Below are some records. Print exactly the lines between the one holding "target: purple flower" and the one holding "task: trace the outline of every instance of the purple", inclusive, and nothing else.

*** MATERIAL FOR THE TASK ***

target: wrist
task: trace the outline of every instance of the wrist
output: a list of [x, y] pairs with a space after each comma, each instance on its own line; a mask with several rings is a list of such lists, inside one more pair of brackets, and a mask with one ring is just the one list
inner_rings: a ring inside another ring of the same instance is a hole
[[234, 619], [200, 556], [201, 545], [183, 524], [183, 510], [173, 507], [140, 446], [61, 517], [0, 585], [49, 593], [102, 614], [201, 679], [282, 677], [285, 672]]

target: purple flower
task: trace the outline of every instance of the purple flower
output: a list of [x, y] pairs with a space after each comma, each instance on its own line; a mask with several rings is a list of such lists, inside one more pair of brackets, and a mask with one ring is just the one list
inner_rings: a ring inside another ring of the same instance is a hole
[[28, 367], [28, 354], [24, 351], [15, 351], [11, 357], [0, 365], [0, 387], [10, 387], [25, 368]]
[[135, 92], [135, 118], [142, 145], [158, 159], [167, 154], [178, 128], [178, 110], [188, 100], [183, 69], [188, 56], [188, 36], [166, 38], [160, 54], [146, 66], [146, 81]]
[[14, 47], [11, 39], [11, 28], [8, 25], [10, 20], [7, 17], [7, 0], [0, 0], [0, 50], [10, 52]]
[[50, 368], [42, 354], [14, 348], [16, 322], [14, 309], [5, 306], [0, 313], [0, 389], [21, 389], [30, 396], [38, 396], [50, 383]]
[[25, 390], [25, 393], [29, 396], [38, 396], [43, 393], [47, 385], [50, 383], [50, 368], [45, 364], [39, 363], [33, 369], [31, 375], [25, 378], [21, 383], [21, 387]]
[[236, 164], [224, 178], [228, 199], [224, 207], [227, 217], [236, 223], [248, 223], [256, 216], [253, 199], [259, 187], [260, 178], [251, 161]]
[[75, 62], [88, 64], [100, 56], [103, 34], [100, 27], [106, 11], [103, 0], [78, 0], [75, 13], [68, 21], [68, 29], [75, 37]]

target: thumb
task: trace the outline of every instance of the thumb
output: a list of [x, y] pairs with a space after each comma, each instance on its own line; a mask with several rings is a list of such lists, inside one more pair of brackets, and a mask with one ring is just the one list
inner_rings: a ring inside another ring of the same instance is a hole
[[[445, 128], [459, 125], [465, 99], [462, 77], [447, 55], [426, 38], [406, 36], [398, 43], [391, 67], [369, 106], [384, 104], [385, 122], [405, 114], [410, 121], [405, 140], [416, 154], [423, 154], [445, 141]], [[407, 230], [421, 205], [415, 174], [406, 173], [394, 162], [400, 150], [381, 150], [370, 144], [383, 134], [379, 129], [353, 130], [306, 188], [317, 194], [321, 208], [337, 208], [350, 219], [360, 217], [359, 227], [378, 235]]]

*** End of MATERIAL FOR THE TASK ***
*** MATERIAL FOR THE TASK ***

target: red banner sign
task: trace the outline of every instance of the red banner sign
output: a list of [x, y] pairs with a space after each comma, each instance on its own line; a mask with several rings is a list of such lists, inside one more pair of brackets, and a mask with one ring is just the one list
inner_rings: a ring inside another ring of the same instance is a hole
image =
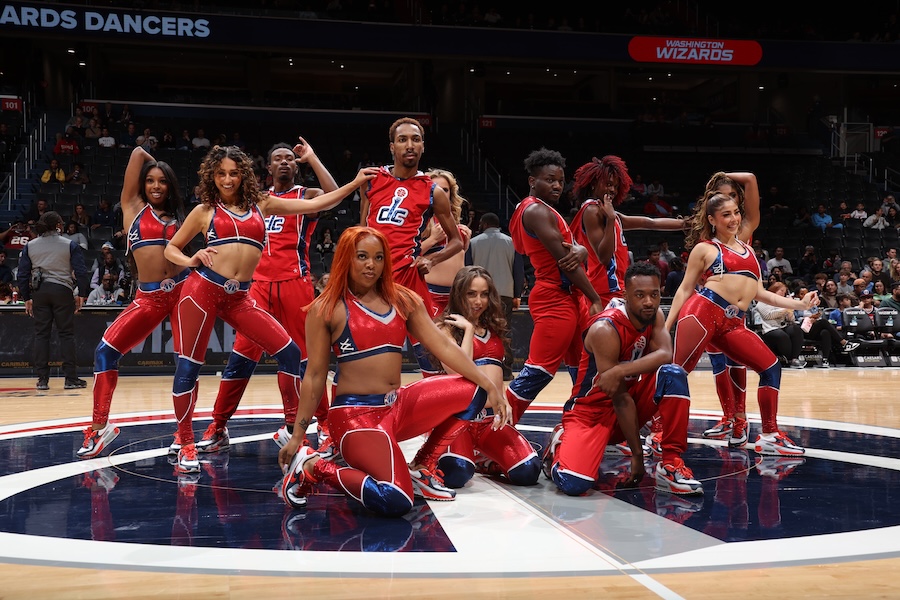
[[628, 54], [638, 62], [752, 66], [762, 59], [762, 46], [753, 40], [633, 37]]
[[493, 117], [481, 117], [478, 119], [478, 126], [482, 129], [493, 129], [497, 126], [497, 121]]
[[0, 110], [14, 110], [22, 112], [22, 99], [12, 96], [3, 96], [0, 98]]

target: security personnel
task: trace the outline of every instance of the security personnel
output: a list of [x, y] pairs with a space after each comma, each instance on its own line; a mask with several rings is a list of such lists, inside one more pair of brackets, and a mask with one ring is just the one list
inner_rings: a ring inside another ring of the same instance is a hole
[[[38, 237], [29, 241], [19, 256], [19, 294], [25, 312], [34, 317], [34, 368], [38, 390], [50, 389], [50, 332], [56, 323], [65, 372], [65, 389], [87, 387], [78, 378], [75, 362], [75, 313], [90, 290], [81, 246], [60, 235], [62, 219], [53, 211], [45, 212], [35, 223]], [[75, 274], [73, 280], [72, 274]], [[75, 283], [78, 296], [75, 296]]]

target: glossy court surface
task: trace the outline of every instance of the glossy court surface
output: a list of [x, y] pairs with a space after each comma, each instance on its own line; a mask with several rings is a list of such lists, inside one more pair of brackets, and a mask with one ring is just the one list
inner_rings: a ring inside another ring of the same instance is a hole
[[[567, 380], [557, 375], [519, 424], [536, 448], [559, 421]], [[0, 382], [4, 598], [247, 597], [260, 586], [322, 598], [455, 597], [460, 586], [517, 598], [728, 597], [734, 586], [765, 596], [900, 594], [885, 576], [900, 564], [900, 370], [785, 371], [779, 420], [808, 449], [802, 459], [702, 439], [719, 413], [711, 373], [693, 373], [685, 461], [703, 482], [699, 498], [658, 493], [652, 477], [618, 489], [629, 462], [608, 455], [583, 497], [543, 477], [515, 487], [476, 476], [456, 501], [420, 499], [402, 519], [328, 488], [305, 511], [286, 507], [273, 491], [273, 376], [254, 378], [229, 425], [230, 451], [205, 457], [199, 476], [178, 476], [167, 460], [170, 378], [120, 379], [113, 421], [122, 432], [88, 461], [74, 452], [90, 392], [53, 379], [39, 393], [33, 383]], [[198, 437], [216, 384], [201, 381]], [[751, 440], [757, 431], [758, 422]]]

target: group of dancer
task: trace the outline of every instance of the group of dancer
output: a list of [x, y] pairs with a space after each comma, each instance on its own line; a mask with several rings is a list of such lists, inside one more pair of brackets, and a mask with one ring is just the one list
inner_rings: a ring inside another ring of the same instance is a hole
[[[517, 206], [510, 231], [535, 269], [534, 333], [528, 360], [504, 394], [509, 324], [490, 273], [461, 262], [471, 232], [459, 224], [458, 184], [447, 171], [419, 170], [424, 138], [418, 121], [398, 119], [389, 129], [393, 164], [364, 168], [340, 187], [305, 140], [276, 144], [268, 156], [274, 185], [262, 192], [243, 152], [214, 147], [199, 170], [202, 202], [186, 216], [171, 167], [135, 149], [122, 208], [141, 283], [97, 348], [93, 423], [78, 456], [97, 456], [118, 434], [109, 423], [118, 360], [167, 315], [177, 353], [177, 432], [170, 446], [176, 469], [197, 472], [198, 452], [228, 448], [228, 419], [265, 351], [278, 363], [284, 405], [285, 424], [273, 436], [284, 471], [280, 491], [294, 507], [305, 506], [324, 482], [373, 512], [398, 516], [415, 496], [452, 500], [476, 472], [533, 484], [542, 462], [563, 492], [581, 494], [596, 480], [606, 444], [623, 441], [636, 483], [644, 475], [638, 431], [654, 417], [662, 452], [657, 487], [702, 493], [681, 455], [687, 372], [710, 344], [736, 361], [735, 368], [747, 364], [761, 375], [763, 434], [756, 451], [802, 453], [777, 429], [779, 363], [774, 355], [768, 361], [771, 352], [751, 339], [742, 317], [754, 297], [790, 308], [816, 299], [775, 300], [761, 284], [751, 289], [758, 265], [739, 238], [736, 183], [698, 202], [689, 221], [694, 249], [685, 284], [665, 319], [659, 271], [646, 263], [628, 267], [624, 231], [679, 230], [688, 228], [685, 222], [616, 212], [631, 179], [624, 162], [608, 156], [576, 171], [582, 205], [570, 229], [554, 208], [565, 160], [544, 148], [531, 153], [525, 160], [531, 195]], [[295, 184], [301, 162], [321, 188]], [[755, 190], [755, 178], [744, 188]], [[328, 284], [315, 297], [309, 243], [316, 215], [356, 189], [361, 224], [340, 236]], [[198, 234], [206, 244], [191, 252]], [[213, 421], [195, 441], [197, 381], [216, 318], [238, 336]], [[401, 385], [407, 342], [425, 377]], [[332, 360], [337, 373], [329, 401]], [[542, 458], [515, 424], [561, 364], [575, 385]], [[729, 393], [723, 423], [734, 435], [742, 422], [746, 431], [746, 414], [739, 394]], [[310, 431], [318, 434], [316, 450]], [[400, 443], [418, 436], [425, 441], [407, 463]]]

*** End of MATERIAL FOR THE TASK ***

SOLUTION TO THIS TASK:
target: purple flower
task: trace the outline of every instance of the purple flower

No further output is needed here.